Referring expression data:

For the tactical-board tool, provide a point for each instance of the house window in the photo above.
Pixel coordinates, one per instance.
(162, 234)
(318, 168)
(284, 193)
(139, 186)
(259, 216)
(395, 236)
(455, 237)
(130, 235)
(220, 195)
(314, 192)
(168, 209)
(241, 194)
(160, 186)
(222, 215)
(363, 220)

> Problem:
Make an exact copy of every line in the data.

> Task response:
For the tactical-board tool, provide a point for each instance of the house window in the photo above.
Pixel coordinates, one per instance.
(162, 234)
(318, 168)
(284, 193)
(139, 186)
(259, 216)
(395, 236)
(455, 237)
(130, 235)
(220, 195)
(314, 192)
(168, 209)
(241, 194)
(160, 186)
(222, 215)
(363, 220)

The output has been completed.